Copy out each line of the listing that has the word "instance" in it.

• _Source information_
★ ★ ★ ★ ★

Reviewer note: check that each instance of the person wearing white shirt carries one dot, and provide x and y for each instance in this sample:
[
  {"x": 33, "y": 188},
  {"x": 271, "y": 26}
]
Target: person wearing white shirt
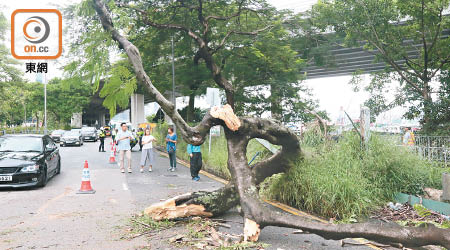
[{"x": 147, "y": 150}]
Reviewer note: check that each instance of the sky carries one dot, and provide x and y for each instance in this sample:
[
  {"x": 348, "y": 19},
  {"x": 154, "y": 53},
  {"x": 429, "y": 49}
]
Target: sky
[{"x": 331, "y": 92}]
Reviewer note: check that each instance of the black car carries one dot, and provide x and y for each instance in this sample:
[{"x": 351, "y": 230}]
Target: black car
[
  {"x": 56, "y": 135},
  {"x": 28, "y": 160}
]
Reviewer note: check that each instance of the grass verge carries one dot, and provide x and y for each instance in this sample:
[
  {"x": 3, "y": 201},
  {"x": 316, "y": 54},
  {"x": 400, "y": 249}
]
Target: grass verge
[{"x": 340, "y": 180}]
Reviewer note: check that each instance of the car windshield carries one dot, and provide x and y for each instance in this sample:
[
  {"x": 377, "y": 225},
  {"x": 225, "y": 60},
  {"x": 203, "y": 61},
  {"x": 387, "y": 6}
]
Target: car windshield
[
  {"x": 88, "y": 129},
  {"x": 72, "y": 133},
  {"x": 58, "y": 132},
  {"x": 20, "y": 144}
]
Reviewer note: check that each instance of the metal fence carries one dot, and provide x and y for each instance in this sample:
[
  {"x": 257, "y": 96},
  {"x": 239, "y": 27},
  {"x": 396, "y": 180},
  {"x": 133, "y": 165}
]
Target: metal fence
[{"x": 433, "y": 148}]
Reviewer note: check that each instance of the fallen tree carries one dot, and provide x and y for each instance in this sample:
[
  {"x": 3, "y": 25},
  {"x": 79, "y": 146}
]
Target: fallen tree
[{"x": 243, "y": 188}]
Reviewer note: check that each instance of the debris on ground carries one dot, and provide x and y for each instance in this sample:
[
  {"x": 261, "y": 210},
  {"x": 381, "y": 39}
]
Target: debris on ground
[
  {"x": 406, "y": 212},
  {"x": 195, "y": 232}
]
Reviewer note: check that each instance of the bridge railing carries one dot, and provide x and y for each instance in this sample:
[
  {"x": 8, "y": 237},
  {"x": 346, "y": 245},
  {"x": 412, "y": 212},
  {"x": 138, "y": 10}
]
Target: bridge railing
[{"x": 433, "y": 148}]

★ ★ ★ ★ ★

• _Result below_
Reviewer note: check that each instance of the person wearing white shirt carries one dot, and provide x and y for each instance in this sample:
Reviewer note: check that each instance of the sky carries one dot, and provide x and y for each instance in this sample:
Reviewer note: check that each instance of the black car carries one dot, and provide x and y for each instance in this sample:
Reviewer note: check that each instance of the grass verge carries one dot, and provide x and y for each instance in this sample:
Reviewer note: check that each instance of the car windshield carries one dot, and provide x and y for each instance in this sample:
Reviewer note: check that each instance of the metal fence carries one dot, and provide x and y for each instance in this sample:
Reviewer note: check that each instance of the fallen tree carries one dot, and provide x and y for each instance in this sample:
Reviewer note: check that each instance of the debris on ground carries one dot, and provide x and y for each instance in this sample:
Reviewer note: check that each instance of the bridge railing carries one dot, and provide x and y for each instance in this sample:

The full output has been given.